§ **DATA ENTRIES**:
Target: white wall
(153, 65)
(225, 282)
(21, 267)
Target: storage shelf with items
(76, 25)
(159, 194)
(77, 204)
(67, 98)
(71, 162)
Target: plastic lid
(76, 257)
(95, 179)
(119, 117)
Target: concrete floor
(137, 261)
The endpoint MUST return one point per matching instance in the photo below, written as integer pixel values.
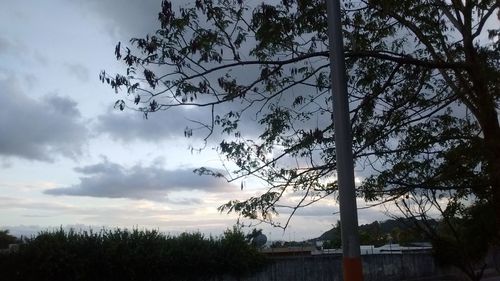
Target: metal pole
(351, 262)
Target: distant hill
(401, 231)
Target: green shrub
(130, 255)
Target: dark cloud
(38, 129)
(111, 180)
(79, 71)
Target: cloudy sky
(68, 158)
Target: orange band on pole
(353, 269)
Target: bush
(130, 255)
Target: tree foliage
(423, 80)
(130, 255)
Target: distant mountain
(401, 231)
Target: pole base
(353, 269)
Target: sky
(68, 158)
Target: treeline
(401, 231)
(130, 255)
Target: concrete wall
(329, 268)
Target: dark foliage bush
(130, 255)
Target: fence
(329, 268)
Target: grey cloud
(5, 45)
(111, 180)
(38, 129)
(78, 71)
(130, 126)
(123, 19)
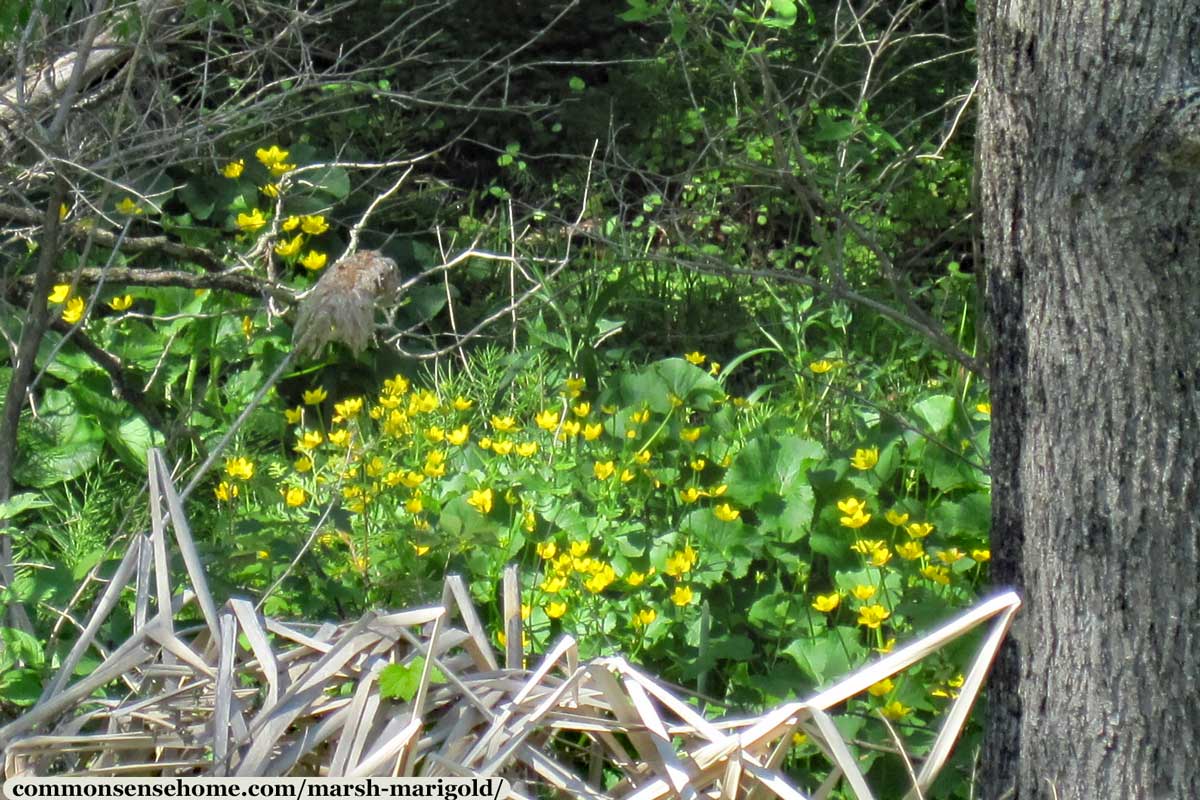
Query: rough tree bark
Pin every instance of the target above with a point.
(1090, 160)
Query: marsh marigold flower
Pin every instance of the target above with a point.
(73, 311)
(240, 468)
(826, 603)
(725, 512)
(873, 615)
(252, 221)
(865, 458)
(313, 260)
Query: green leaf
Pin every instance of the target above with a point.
(937, 411)
(22, 503)
(402, 680)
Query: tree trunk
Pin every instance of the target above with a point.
(1090, 166)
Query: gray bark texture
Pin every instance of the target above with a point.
(1090, 173)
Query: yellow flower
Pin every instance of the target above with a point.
(310, 439)
(873, 615)
(129, 206)
(252, 221)
(239, 468)
(856, 519)
(865, 459)
(459, 435)
(553, 584)
(504, 423)
(313, 260)
(271, 156)
(895, 710)
(73, 311)
(601, 579)
(313, 224)
(826, 603)
(937, 575)
(864, 591)
(919, 529)
(725, 512)
(288, 248)
(682, 595)
(880, 557)
(347, 408)
(435, 464)
(951, 555)
(481, 500)
(867, 546)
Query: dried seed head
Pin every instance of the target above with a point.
(341, 306)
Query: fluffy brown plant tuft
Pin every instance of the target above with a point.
(341, 306)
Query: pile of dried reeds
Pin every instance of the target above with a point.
(244, 695)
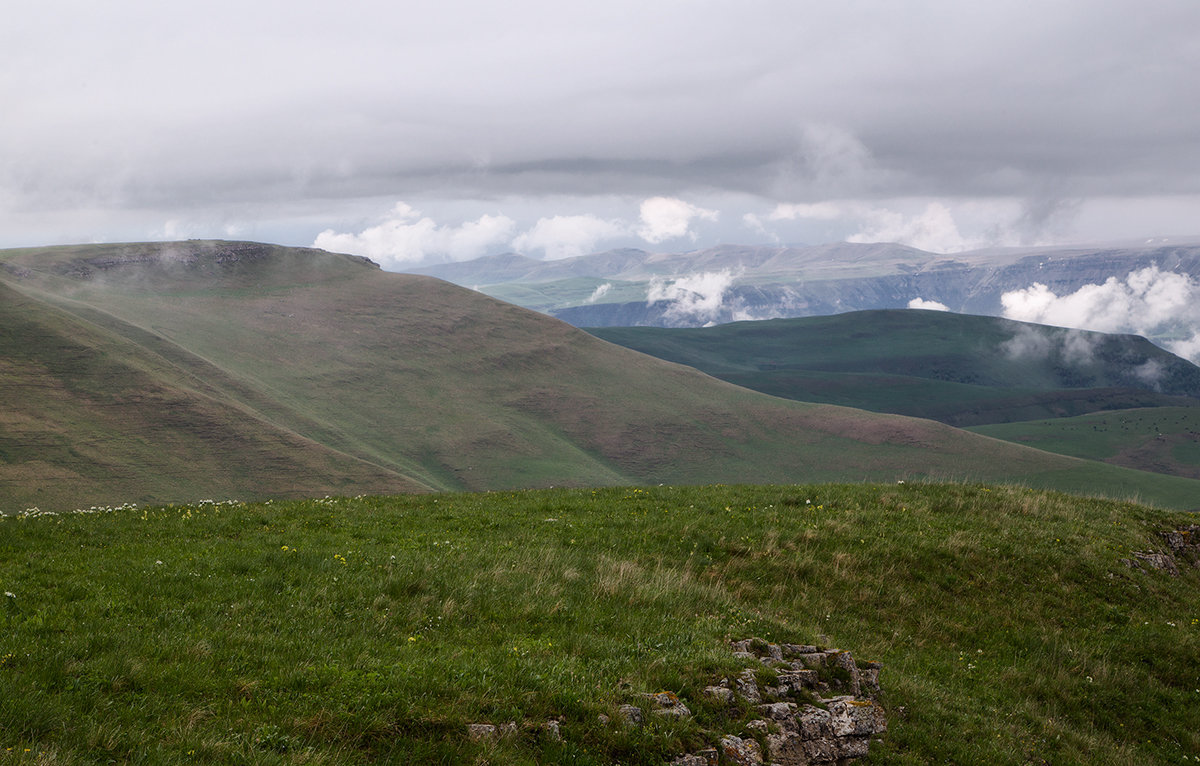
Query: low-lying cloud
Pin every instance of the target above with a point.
(568, 235)
(695, 298)
(928, 305)
(665, 217)
(1161, 305)
(407, 238)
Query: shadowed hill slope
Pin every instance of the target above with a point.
(959, 369)
(417, 383)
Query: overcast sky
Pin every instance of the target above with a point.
(431, 131)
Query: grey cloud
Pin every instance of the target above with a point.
(175, 109)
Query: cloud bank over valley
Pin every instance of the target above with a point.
(433, 132)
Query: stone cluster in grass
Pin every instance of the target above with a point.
(1182, 544)
(809, 706)
(797, 725)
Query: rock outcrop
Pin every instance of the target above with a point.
(810, 706)
(798, 724)
(1182, 546)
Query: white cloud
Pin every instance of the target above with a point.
(568, 235)
(599, 292)
(928, 305)
(1147, 301)
(407, 238)
(697, 297)
(820, 211)
(666, 217)
(934, 229)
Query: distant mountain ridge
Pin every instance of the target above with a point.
(779, 282)
(959, 369)
(179, 371)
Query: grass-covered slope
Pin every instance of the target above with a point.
(959, 369)
(376, 629)
(89, 417)
(425, 384)
(1165, 440)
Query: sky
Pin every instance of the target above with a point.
(420, 132)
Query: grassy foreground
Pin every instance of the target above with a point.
(375, 629)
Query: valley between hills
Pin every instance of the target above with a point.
(267, 504)
(181, 371)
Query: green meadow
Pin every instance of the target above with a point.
(375, 629)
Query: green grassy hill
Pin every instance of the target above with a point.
(958, 369)
(1165, 440)
(234, 369)
(376, 629)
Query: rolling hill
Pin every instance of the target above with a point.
(958, 369)
(1164, 440)
(162, 372)
(624, 287)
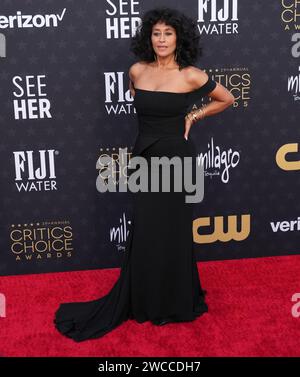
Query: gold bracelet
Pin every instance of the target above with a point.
(193, 114)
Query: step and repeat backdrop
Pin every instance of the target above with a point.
(66, 115)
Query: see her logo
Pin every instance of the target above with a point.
(2, 305)
(296, 308)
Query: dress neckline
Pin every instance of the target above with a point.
(164, 91)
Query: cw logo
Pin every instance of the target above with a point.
(219, 234)
(281, 157)
(2, 46)
(2, 305)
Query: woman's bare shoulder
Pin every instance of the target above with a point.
(195, 76)
(136, 68)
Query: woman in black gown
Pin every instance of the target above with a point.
(159, 279)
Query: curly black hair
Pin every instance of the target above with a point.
(187, 36)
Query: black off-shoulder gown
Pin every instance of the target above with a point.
(159, 276)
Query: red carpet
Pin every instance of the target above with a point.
(249, 304)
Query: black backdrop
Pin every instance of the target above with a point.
(65, 102)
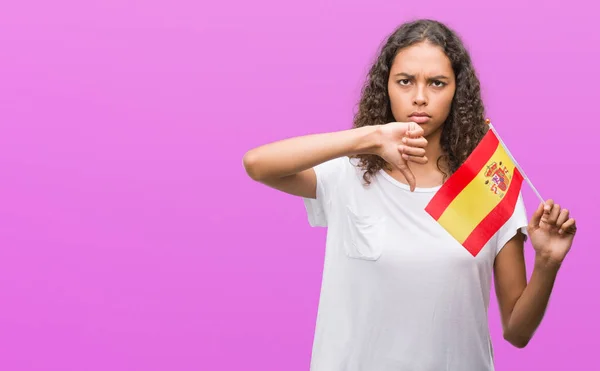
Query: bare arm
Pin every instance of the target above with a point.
(287, 165)
(522, 304)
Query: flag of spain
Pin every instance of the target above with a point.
(480, 197)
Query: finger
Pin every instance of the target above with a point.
(410, 178)
(414, 131)
(536, 218)
(554, 213)
(562, 217)
(412, 151)
(568, 227)
(415, 142)
(417, 159)
(547, 209)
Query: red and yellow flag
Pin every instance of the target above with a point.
(480, 197)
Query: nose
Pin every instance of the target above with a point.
(420, 98)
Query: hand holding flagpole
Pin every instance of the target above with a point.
(489, 122)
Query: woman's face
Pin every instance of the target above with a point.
(421, 86)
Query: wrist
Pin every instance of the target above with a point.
(546, 262)
(369, 140)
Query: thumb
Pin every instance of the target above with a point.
(409, 176)
(536, 218)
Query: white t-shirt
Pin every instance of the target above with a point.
(398, 292)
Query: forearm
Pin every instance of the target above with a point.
(531, 305)
(291, 156)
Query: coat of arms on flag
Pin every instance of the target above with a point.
(480, 197)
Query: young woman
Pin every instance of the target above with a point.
(398, 292)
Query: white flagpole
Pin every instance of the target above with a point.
(515, 161)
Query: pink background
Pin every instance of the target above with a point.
(130, 236)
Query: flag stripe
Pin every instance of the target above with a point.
(477, 199)
(463, 175)
(496, 218)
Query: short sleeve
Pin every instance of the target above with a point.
(518, 221)
(328, 174)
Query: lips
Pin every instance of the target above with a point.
(420, 117)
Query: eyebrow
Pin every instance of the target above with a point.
(409, 76)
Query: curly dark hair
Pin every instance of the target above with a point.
(465, 125)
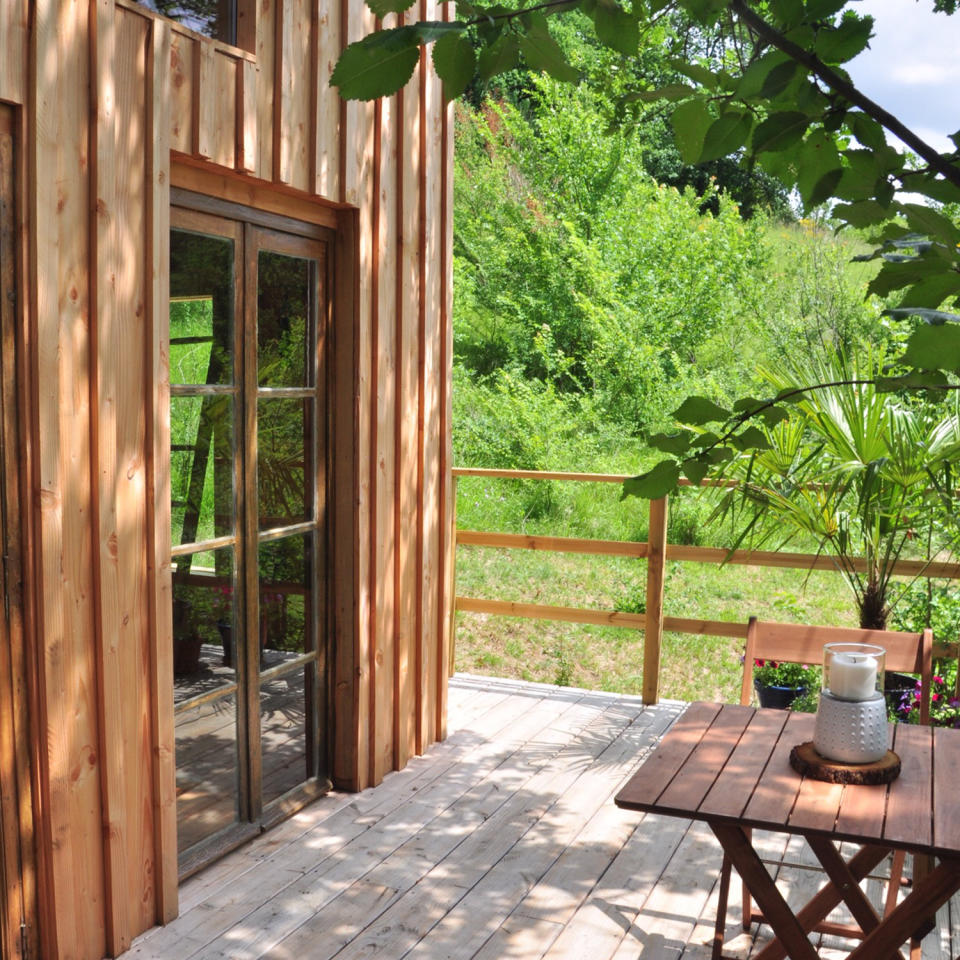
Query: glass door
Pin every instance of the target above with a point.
(248, 432)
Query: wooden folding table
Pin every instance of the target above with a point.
(729, 767)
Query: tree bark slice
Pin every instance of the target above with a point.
(804, 759)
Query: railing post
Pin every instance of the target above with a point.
(653, 630)
(452, 657)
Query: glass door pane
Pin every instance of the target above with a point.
(288, 521)
(206, 663)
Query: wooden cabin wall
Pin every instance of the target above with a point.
(115, 106)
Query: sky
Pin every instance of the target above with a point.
(912, 67)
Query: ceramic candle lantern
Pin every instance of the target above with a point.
(851, 725)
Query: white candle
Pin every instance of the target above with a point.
(853, 676)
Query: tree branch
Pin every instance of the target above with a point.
(818, 68)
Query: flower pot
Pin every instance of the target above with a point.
(896, 686)
(779, 698)
(186, 654)
(226, 638)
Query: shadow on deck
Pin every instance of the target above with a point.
(501, 842)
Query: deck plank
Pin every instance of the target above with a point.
(501, 841)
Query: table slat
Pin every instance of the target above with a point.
(863, 808)
(692, 782)
(734, 786)
(643, 788)
(817, 806)
(910, 798)
(946, 809)
(774, 796)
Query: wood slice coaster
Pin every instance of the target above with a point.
(804, 759)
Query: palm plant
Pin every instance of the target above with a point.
(859, 471)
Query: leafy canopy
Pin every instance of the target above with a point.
(764, 81)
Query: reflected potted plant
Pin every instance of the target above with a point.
(779, 683)
(187, 640)
(223, 612)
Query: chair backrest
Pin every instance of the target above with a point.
(801, 643)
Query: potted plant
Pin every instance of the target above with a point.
(779, 683)
(187, 641)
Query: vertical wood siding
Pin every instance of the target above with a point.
(107, 91)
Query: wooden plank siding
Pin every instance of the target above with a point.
(117, 105)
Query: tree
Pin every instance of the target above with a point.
(764, 81)
(855, 469)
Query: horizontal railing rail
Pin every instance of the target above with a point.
(656, 551)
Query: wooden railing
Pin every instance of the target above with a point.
(656, 551)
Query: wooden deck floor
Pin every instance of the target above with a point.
(501, 842)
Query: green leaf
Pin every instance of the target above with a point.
(818, 9)
(755, 76)
(926, 220)
(542, 52)
(726, 135)
(932, 291)
(691, 121)
(780, 131)
(824, 188)
(902, 271)
(867, 131)
(819, 169)
(750, 439)
(454, 60)
(864, 213)
(930, 316)
(697, 73)
(616, 28)
(773, 415)
(779, 78)
(382, 7)
(914, 380)
(718, 454)
(940, 190)
(700, 410)
(934, 348)
(672, 92)
(377, 66)
(499, 57)
(653, 484)
(705, 11)
(844, 42)
(675, 443)
(430, 30)
(695, 470)
(788, 12)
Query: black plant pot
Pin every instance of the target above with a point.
(779, 698)
(895, 686)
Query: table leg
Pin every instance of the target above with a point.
(719, 927)
(826, 899)
(837, 869)
(926, 897)
(780, 917)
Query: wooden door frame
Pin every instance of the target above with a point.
(270, 226)
(18, 747)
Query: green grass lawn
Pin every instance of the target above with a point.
(608, 658)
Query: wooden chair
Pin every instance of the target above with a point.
(801, 643)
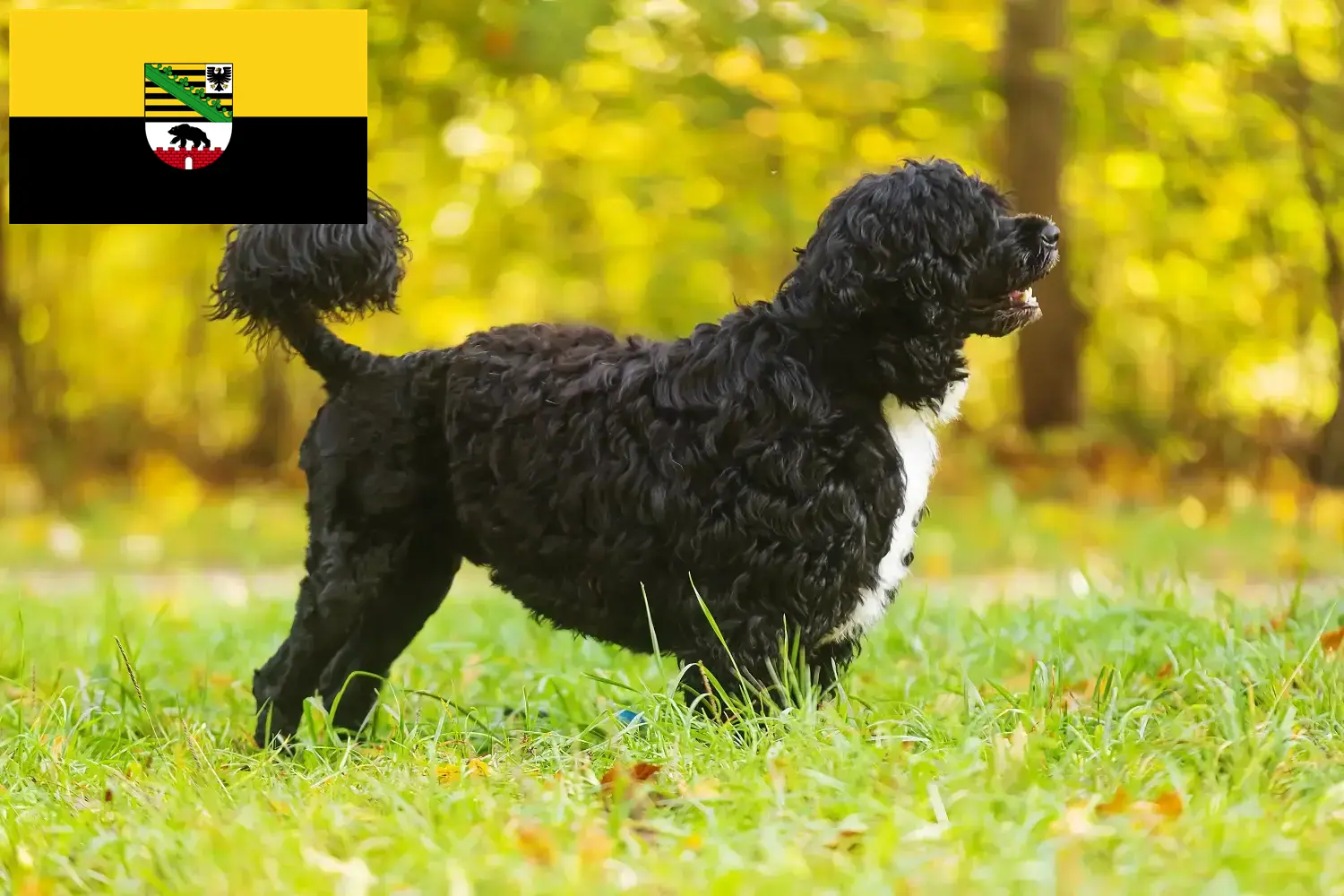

§ **WHAT YOU HAVE TO DO**: Count the lines in the material above that contain the string "mountain", matching case exactly, and reply with only that number.

§ **RESPONSE**: 2